Start to finish, copy the data exactly.

- _Input material_:
++++++++++

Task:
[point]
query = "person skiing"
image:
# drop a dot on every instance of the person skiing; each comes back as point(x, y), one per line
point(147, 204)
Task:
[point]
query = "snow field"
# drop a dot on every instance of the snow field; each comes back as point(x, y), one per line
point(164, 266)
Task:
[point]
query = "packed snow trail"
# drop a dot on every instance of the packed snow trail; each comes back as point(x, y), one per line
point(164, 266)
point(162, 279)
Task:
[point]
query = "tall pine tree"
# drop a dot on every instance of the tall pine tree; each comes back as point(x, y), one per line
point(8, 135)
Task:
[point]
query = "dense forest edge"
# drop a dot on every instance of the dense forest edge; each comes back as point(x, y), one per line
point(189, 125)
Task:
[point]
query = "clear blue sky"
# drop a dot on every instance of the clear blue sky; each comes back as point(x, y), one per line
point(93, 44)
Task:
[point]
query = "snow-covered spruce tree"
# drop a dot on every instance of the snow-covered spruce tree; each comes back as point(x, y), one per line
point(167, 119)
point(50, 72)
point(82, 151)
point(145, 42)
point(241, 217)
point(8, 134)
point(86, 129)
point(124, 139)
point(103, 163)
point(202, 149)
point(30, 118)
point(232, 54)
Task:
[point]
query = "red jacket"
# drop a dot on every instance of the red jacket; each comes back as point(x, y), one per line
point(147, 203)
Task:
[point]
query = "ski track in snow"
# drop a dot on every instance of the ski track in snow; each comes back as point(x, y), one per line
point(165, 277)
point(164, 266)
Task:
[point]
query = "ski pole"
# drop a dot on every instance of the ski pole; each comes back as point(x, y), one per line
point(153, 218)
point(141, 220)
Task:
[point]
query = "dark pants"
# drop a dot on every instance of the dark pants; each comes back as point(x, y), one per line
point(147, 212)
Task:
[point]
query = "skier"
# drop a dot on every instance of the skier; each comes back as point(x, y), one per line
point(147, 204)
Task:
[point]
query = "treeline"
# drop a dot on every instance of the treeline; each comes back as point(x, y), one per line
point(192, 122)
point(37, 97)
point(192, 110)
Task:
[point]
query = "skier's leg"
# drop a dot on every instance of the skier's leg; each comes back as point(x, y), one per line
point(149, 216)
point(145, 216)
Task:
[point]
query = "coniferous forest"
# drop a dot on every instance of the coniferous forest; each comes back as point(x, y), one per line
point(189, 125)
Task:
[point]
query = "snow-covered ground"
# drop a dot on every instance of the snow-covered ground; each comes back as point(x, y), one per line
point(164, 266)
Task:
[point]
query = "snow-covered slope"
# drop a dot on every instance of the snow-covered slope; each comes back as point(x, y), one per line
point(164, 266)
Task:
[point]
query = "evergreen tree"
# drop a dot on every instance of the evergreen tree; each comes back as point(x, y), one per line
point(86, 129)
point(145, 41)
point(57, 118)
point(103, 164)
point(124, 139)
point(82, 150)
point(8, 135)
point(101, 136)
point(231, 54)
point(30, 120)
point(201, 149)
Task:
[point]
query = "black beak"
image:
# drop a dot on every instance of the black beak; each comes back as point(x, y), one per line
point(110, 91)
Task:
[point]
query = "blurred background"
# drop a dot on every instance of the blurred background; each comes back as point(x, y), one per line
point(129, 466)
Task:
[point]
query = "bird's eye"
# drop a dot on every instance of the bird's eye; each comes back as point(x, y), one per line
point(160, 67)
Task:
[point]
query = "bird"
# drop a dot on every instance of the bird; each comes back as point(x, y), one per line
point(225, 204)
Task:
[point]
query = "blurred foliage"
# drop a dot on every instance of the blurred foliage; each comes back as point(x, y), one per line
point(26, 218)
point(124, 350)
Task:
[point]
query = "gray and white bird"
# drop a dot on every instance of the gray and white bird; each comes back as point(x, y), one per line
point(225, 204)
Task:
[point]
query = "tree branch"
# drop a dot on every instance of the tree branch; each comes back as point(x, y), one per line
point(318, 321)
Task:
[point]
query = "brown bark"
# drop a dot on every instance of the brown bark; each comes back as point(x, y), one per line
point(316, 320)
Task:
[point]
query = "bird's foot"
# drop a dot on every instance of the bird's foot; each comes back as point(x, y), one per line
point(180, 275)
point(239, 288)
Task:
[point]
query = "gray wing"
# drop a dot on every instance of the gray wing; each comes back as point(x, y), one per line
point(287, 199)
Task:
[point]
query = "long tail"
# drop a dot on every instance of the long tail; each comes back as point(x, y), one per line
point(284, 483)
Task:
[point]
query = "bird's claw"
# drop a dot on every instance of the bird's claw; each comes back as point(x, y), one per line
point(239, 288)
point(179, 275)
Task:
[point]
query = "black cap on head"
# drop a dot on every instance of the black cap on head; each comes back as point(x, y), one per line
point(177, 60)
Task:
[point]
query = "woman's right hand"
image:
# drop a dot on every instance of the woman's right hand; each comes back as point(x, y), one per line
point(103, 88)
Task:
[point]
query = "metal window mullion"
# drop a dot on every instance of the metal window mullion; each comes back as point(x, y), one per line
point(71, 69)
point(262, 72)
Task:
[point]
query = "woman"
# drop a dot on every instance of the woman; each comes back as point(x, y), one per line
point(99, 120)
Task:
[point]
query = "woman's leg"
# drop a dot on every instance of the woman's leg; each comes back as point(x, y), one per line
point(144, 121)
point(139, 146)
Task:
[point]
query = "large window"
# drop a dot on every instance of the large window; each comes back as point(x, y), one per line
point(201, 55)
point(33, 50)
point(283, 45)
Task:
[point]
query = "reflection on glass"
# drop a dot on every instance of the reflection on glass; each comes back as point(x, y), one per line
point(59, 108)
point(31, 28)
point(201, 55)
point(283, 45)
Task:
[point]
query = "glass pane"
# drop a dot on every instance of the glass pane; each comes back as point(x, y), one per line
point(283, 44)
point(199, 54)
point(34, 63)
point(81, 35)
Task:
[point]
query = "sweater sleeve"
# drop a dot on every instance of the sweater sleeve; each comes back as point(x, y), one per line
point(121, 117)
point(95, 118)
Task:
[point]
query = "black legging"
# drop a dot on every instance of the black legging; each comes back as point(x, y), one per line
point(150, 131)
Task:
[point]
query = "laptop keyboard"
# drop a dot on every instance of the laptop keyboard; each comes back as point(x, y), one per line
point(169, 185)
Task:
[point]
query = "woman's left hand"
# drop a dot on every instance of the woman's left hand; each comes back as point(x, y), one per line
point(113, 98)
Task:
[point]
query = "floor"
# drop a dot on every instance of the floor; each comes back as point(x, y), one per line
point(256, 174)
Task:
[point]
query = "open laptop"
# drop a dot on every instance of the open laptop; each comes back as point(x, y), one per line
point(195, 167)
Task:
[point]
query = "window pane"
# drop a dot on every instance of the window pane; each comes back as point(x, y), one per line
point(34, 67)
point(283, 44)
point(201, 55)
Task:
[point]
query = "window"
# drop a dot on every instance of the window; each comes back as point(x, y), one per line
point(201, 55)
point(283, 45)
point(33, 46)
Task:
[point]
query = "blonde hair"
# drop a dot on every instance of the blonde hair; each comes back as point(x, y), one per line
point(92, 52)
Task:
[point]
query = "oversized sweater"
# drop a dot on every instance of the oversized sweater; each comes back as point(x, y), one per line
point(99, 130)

++++++++++

- _Answer space_:
Task:
[point]
query = "person skiing"
image:
# drop a dot on every instance of the person skiing; each comes back as point(x, y), one per line
point(147, 204)
Task:
[point]
query = "snow field"
# drop a dot on every instance of the snow field; each comes back as point(x, y), one per line
point(164, 266)
Task:
[point]
query = "packed snow trail"
# drop a dot on every instance of the packed snow trail; each comes back as point(x, y), one per line
point(164, 266)
point(162, 279)
Task:
[point]
query = "tall pine tree"
# drop a dot on every instance of the tall pine tree; each comes back as point(x, y), one per line
point(8, 135)
Task:
[point]
query = "dense forest edge"
# drop a dot on every instance of the dense forest edge; each comes back as point(x, y), one per line
point(189, 125)
Task:
[point]
query = "clear blue sky"
# drop a dot on every instance of the clear blue sky; each comes back as point(x, y), one per line
point(93, 44)
Task:
[point]
query = "snow-covered spruce tree"
# drop a dot on every instance of the snow-covered spruce tree; each comes back as point(x, y), one per line
point(167, 119)
point(50, 72)
point(82, 151)
point(145, 42)
point(241, 217)
point(8, 134)
point(86, 129)
point(124, 139)
point(103, 163)
point(202, 149)
point(30, 118)
point(232, 54)
Task:
[point]
query = "red jacket"
# drop a dot on every instance of the red jacket; each comes back as point(x, y), one per line
point(147, 203)
Task:
[point]
query = "ski track in snow"
# drop a dot on every instance of the ski track in snow; each comes back as point(x, y), one per line
point(165, 277)
point(164, 266)
Task:
[point]
query = "ski pole"
# drop a dot on every instance of the ski pole; each comes back as point(x, y), one per line
point(153, 218)
point(141, 220)
Task:
[point]
query = "dark pants"
# drop a dot on every instance of the dark pants; each comes back as point(x, y), one per line
point(147, 212)
Task:
[point]
query = "skier"
# drop a dot on every instance of the skier; each comes back as point(x, y), one per line
point(147, 204)
Task:
[point]
query = "treeline"
# drop a dot on every instance of the treeline; each comes back as point(x, y), one per line
point(192, 122)
point(37, 97)
point(192, 110)
Task:
[point]
query = "skier's leg"
# drop a dot on every instance of the skier's leg; each comes back as point(x, y), one per line
point(149, 216)
point(145, 216)
Task:
[point]
query = "coniferous forest"
# drop a dot on every instance of the coniferous forest; each comes back as point(x, y), one per line
point(189, 125)
Task:
[point]
query = "snow-covered ground"
# drop a dot on every instance of the snow-covered ground; each comes back as point(x, y), one per line
point(164, 266)
Task:
[point]
query = "snow-covered slope"
# drop a dot on every instance of the snow-covered slope; each comes back as point(x, y), one per line
point(164, 266)
Task:
[point]
query = "evergreen tree"
# drop a dot on every instance of the evergreen tree; each comes back as point(x, y), one per line
point(86, 129)
point(145, 41)
point(57, 118)
point(103, 164)
point(124, 139)
point(82, 150)
point(8, 135)
point(101, 136)
point(231, 54)
point(30, 120)
point(201, 149)
Task:
[point]
query = "black beak"
image:
# drop a dot on every instance of the black beak; each comes back as point(x, y), one per line
point(110, 91)
Task:
[point]
query = "blurred background"
# drop a dot on every instance of the blurred background; each comes back as point(x, y), one per line
point(129, 466)
Task:
[point]
query = "bird's eye"
# drop a dot on every instance of the bird's eye; each comes back as point(x, y), one per line
point(160, 67)
Task:
[point]
query = "bird"
# drop a dot on every instance of the bird; each comes back as point(x, y), one per line
point(225, 204)
Task:
[point]
query = "blurred foliage"
# drop a dot on every instance of the blurred foliage; each comes back as point(x, y), one per line
point(26, 218)
point(124, 350)
Task:
[point]
query = "gray and white bird"
# drop a dot on every instance of the gray and white bird; each comes back as point(x, y), one per line
point(225, 204)
Task:
[point]
query = "tree branch"
# drop a dot on every instance of the tree branch; each comes back as point(x, y), one per line
point(318, 321)
Task:
[point]
query = "brown bark"
# drop a dot on every instance of the brown bark; each comes back as point(x, y), one per line
point(316, 320)
Task:
[point]
query = "bird's foot"
# drop a dot on every instance of the bird's foot; each comes back as point(x, y), one per line
point(180, 275)
point(239, 288)
Task:
[point]
query = "gray wing"
# drop a dot on every instance of the gray wing; each comes back as point(x, y), one per line
point(287, 199)
Task:
[point]
query = "long tail"
# drop a dot on every instance of the long tail; each comes back as point(x, y), one per line
point(284, 483)
Task:
[point]
query = "bird's claw"
# drop a dot on every instance of the bird's claw; each comes back as point(x, y), one per line
point(239, 288)
point(179, 275)
Task:
[point]
query = "black cap on head"
# drop a dot on every instance of the black cap on head; each comes back as point(x, y), one per line
point(177, 60)
Task:
[point]
query = "woman's right hand"
image:
# drop a dot on every instance of the woman's right hand; each comes back as point(x, y), one per line
point(103, 88)
Task:
[point]
query = "metal window mullion"
# drop a dot on every instance of the metal window mullion; each comes back as point(x, y), one per line
point(71, 69)
point(262, 72)
Task:
[point]
query = "woman"
# drop a dot on every instance of the woman; each comes back as point(x, y), one per line
point(99, 120)
Task:
[point]
query = "woman's leg"
# drop a dot on every instance of the woman's leg; each comes back as point(x, y), one per line
point(144, 121)
point(139, 146)
Task:
[point]
query = "large window"
# drop a dot on every instance of the large window; each comes back as point(x, y), one per line
point(201, 55)
point(33, 50)
point(283, 45)
Task:
[point]
query = "reflection on glass"
# drop a dot on every instance of the reflection on glass; each comes back as point(x, y), one per line
point(59, 108)
point(31, 28)
point(201, 55)
point(283, 45)
Task:
[point]
query = "glass pane"
# drop a dot on every instance of the glass pane; each comes back as point(x, y), one per line
point(283, 44)
point(199, 54)
point(34, 63)
point(81, 35)
Task:
[point]
query = "sweater sleeve"
# drop a dot on every instance of the sweater sleeve; each comes back as point(x, y), one per line
point(121, 117)
point(95, 118)
Task:
[point]
query = "black legging"
# drop a dot on every instance of the black legging; each comes back as point(x, y), one per line
point(150, 131)
Task:
[point]
query = "laptop keyboard"
# drop a dot on every instance of the laptop keyboard; each comes back as point(x, y), one per line
point(169, 185)
Task:
[point]
query = "woman's left hand"
# drop a dot on every instance of the woman's left hand; each comes back as point(x, y), one per line
point(113, 98)
Task:
[point]
query = "floor"
# drop a dot on every instance of the floor; each comes back as point(x, y), one per line
point(256, 174)
Task:
[point]
query = "open laptop"
# drop a dot on every instance of the open laptop; each comes back as point(x, y), one per line
point(195, 167)
Task:
[point]
query = "window pane"
# drop a dot on every instance of the window pane; each comes back as point(x, y), one per line
point(34, 67)
point(283, 44)
point(201, 55)
Task:
[point]
query = "window"
# drop a dot on every instance of the window; each comes back as point(x, y), one per line
point(201, 55)
point(283, 45)
point(33, 46)
Task:
[point]
query = "blonde hair"
# drop a dot on every instance of the blonde hair; each comes back as point(x, y), one per line
point(92, 52)
Task:
[point]
query = "oversized sweater"
# drop a dot on every instance of the oversized sweater; each comes back as point(x, y), one per line
point(99, 130)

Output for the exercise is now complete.